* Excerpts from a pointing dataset
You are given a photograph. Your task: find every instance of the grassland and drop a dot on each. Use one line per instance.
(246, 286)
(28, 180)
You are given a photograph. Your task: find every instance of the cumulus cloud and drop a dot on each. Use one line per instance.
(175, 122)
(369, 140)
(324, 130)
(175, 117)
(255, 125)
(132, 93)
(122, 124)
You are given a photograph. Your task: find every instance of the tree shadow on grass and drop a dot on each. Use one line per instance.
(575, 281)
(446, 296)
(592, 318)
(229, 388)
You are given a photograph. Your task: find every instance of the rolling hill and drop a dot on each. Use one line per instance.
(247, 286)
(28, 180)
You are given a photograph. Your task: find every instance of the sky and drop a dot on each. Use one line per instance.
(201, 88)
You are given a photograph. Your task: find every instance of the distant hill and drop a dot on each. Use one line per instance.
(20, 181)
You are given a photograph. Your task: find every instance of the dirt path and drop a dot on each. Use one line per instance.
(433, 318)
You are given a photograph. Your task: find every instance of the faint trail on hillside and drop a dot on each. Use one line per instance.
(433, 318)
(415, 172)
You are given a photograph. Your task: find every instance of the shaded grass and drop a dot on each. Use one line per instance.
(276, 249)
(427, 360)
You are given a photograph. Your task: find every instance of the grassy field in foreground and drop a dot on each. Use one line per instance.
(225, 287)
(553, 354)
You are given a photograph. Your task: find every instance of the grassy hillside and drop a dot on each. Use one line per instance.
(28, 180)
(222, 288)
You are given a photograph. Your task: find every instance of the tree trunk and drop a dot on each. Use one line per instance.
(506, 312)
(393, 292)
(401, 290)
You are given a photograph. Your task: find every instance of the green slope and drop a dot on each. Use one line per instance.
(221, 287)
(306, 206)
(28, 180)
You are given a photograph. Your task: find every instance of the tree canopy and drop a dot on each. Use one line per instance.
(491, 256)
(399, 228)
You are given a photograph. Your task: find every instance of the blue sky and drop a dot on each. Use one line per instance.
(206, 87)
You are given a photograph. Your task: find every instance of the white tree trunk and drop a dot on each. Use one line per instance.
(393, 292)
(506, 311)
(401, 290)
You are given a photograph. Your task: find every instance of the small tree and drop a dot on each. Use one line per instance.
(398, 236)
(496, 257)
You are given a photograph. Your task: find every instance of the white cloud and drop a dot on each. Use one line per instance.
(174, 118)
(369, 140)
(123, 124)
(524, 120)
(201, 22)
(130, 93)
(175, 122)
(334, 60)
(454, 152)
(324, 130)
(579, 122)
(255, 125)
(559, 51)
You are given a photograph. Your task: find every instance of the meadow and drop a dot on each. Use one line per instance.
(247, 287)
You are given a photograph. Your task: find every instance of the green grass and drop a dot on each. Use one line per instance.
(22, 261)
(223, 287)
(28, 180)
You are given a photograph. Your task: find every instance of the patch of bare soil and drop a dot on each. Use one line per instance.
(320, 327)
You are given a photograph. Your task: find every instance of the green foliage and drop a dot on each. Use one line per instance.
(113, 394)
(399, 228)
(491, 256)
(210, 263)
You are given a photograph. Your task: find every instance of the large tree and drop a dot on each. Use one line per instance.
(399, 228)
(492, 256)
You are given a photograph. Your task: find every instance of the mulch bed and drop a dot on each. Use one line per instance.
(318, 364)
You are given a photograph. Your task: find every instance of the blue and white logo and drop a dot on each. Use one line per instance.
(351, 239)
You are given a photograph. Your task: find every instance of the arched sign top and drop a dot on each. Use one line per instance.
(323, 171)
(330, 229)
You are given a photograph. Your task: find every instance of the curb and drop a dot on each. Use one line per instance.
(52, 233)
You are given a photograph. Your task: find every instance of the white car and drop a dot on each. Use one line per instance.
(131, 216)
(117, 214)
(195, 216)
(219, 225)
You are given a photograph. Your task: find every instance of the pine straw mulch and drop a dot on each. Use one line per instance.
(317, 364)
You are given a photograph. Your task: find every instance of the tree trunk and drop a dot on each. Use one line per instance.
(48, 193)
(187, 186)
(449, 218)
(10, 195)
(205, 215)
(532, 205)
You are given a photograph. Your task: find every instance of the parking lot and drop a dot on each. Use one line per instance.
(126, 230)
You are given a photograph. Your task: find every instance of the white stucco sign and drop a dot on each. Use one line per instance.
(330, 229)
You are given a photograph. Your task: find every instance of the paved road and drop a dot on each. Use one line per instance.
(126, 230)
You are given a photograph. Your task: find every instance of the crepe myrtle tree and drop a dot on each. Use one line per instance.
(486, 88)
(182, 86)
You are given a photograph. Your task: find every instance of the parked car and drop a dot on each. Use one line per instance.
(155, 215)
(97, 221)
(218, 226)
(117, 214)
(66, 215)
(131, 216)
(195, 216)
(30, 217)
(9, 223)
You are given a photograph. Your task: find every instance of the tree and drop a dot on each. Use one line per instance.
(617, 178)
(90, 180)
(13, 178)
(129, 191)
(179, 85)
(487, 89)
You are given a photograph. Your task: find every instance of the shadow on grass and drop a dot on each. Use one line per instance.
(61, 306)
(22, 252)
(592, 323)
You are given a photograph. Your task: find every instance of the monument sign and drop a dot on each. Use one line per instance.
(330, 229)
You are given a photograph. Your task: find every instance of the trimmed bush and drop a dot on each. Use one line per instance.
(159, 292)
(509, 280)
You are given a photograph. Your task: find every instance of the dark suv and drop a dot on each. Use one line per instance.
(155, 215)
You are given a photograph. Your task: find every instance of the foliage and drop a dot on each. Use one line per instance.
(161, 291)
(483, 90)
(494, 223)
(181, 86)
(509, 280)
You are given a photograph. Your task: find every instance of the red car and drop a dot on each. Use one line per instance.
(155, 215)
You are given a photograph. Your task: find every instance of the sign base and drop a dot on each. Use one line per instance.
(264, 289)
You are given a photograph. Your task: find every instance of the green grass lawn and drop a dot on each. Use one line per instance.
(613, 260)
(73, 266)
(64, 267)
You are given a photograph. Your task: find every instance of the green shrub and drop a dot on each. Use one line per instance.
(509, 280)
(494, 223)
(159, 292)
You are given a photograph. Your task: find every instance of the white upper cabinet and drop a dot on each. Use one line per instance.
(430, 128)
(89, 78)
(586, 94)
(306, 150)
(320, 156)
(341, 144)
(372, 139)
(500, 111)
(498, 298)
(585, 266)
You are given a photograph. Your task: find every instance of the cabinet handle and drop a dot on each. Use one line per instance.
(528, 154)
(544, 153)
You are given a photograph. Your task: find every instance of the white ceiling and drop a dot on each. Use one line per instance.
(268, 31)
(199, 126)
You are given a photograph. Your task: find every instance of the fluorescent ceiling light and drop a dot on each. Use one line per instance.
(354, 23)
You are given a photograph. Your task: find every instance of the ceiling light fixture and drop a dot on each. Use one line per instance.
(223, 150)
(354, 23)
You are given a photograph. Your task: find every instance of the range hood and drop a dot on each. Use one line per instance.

* Required task
Could you put each line of the items above into a JSON list of strings, one string per line, with blank lines left out?

* Task result
[
  "You are given a photograph. Your task: find every instance of the grassland and drop a dot on each. Use one line per instance.",
  "(246, 286)",
  "(28, 180)",
  "You are given a photograph. Your task: find every instance of the cumulus cloud and drop a dot on each. Use one line per instance.",
  "(175, 122)",
  "(369, 140)",
  "(324, 130)",
  "(175, 117)",
  "(255, 125)",
  "(132, 93)",
  "(122, 124)",
  "You are given a photograph. Your task: find every instance of the tree shadow on grass and drop a dot on each. Use one line per instance.",
  "(575, 281)",
  "(446, 296)",
  "(592, 318)",
  "(229, 388)",
  "You are given a photograph. Your task: find every instance of the rolling hill and drop a dot on each. Use one line per instance.",
  "(247, 286)",
  "(28, 180)",
  "You are given a photograph. Your task: find every instance of the sky and drop a dot on each. Use one line per instance.",
  "(201, 88)",
  "You are given a photograph. Your task: find every instance of the distant hill and drop a dot on each. Use one line per instance.",
  "(20, 181)",
  "You are given a photograph. Your task: find every instance of the dirt path and drop a dot on each. Use one line per instance.",
  "(433, 318)",
  "You are given a photograph. Your task: find every instance of the faint trail on hillside and drop a dot on each. Use one line per instance.",
  "(433, 318)",
  "(415, 172)",
  "You are given a photograph. Your task: find every instance of the shaded grass and drop a dot on each. Use one line per instance.",
  "(276, 249)",
  "(427, 360)",
  "You are given a photograph. Your task: find every instance of the grassy field in foreground and drop a dot on each. Use one line per instance.",
  "(225, 287)",
  "(553, 354)",
  "You are given a photograph. Your task: find every instance of the grassy hillside and drop a dot on each. Use one line per instance.",
  "(28, 180)",
  "(222, 288)",
  "You are given a photograph. Your task: find every instance of the tree trunk and drop a dot on each. Use one line per instance.",
  "(506, 312)",
  "(393, 292)",
  "(401, 290)",
  "You are given a photograph. Your task: find every instance of the green slope and drop a dot on each. Use one line per instance.",
  "(221, 287)",
  "(306, 206)",
  "(28, 180)",
  "You are given a photograph. Your task: find every instance of the tree canopy and drop a dot on each. Use one line per instance.",
  "(491, 256)",
  "(399, 228)",
  "You are given a photograph. Your task: find every instance of the blue sky and drop a dot on each. Use one line per instance.",
  "(206, 87)",
  "You are given a photograph. Your task: find every instance of the white tree trunk and drop a dot on each. Use one line per instance.",
  "(393, 292)",
  "(506, 311)",
  "(401, 290)",
  "You are given a photograph. Your task: find every instance of the small tree and drop a dot on each. Use one line per instance.",
  "(398, 236)",
  "(496, 257)",
  "You are given a photograph. Your task: find every instance of the white cloud and drop a dot on each. Use one line per instance.",
  "(174, 118)",
  "(369, 140)",
  "(123, 124)",
  "(524, 120)",
  "(201, 22)",
  "(130, 93)",
  "(175, 122)",
  "(334, 60)",
  "(454, 152)",
  "(324, 130)",
  "(579, 122)",
  "(255, 125)",
  "(559, 51)",
  "You are given a photograph. Your task: find every instance of the meadow and drop a dot on each. Use one line per instance.",
  "(247, 287)",
  "You are given a photograph. Your task: find every instance of the green grass and drop a dot on each. Use one line per instance.",
  "(22, 261)",
  "(223, 287)",
  "(28, 180)",
  "You are given a photograph. Your task: find every instance of the patch of bare soil and drop a dot on each. Use one line per instance.",
  "(320, 327)",
  "You are given a photograph. Your task: find every instance of the green foliage and drop a dot on each. Use one line per instance.",
  "(113, 394)",
  "(399, 228)",
  "(491, 256)",
  "(210, 263)",
  "You are given a photograph. Your task: find every instance of the large tree and drop a dot on each. Use one line per instance.",
  "(399, 228)",
  "(492, 256)",
  "You are given a photograph. Your task: find every instance of the mulch bed and drop a dot on each. Use one line per instance.",
  "(318, 364)",
  "You are given a photograph. Your task: find every instance of the blue and white logo and drop a dot on each. Use one line per instance.",
  "(351, 239)",
  "You are given a photograph. Your task: find every instance of the arched sign top and drop a dot on each. Use one line per instance.",
  "(323, 171)",
  "(330, 229)",
  "You are given a photograph. Your task: find every instance of the curb and drop a dot on each. Use one line per instance.",
  "(52, 233)",
  "You are given a photograph. Your task: find every instance of the white car and drop a dot on each. Use one line per instance.",
  "(131, 216)",
  "(117, 214)",
  "(195, 216)",
  "(219, 225)",
  "You are given a photograph. Your task: find every instance of the pine straw mulch and drop a dot on each. Use one line per instance.",
  "(317, 364)",
  "You are given a photograph. Your task: find every instance of the tree trunk and drop a dot on each. Use one line per instance.",
  "(48, 193)",
  "(187, 186)",
  "(449, 218)",
  "(10, 195)",
  "(205, 215)",
  "(532, 205)",
  "You are given a photograph. Your task: find every instance of the parking lot and drop a dot on each. Use one line per instance.",
  "(126, 230)",
  "You are given a photograph. Your task: find every instance of the white stucco sign and drop a dot on each. Use one line per instance.",
  "(330, 229)",
  "You are given a photograph. Your task: find every instance of the paved road and drop a dot on each. Use one line per instance.",
  "(126, 230)",
  "You are given a photograph. Your task: find every instance of the crepe myrtle tree and drop a dot on each. Use one line per instance.",
  "(486, 88)",
  "(182, 86)",
  "You are given a photograph. Your task: find every instance of the parked car and drop a dot on each. Use one line per instance.",
  "(155, 215)",
  "(97, 221)",
  "(218, 226)",
  "(117, 214)",
  "(66, 215)",
  "(131, 216)",
  "(195, 216)",
  "(30, 217)",
  "(9, 223)",
  "You are given a photograph. Your task: find every instance of the tree and drop a dot on each. Use one line per instance.",
  "(617, 178)",
  "(90, 180)",
  "(13, 178)",
  "(129, 191)",
  "(179, 85)",
  "(487, 89)",
  "You are given a photograph. Your task: find every instance of the shadow on grass and drop a dot on each. Use one line per instance.",
  "(61, 306)",
  "(22, 252)",
  "(592, 323)",
  "You are given a photograph. Your task: find every instance of the monument sign and drop a dot on each. Use one line per instance.",
  "(330, 229)",
  "You are given a photograph. Your task: find every instance of the trimmed bush and drop a dot on each. Use one line per instance.",
  "(159, 292)",
  "(509, 280)",
  "You are given a photograph. Your task: find every instance of the dark suv and drop a dot on each. Use one line per instance.",
  "(155, 215)",
  "You are given a photograph. Your task: find every instance of the foliage and drop a dot on each. Use one line per instance.",
  "(161, 291)",
  "(483, 90)",
  "(494, 223)",
  "(181, 86)",
  "(509, 280)",
  "You are given a photograph. Your task: find every instance of the red car and drop a dot on each. Use one line per instance.",
  "(155, 215)",
  "You are given a photograph. Your task: find every instance of the sign base and drop a dot on each. Use one line per instance.",
  "(264, 289)",
  "You are given a photograph. Your task: find every instance of the green grass lawn and drop a dot on each. Use one line per instance.",
  "(613, 260)",
  "(73, 266)",
  "(64, 267)",
  "You are given a photograph. Your task: find every instance of the green shrub and drop a dot on each. Use one line per instance.",
  "(509, 280)",
  "(494, 223)",
  "(159, 292)",
  "You are given a photograph. Your task: find every instance of the white upper cabinet and drop a dot on each. Use one line per instance.",
  "(430, 128)",
  "(89, 78)",
  "(586, 94)",
  "(306, 150)",
  "(320, 156)",
  "(341, 144)",
  "(372, 139)",
  "(500, 111)",
  "(498, 298)",
  "(585, 266)",
  "You are given a photograph. Your task: find every instance of the cabinet handle and drop a dot on each. Use one line per instance.",
  "(528, 154)",
  "(544, 153)",
  "You are given a photograph. Your task: find every instance of the white ceiling and drop a dot on each. Use one line per instance.",
  "(268, 31)",
  "(199, 126)",
  "You are given a photograph. Your task: find every instance of the fluorescent ceiling light and drop a dot on each. Use one line per instance.",
  "(354, 23)",
  "You are given a photograph. Your task: find every instance of the ceiling light fixture and drop a dot on each. Use one line per instance.",
  "(223, 150)",
  "(354, 23)",
  "You are given a photograph. Your task: find every instance of the range hood and drop a dot on each. Use one line per instance."
]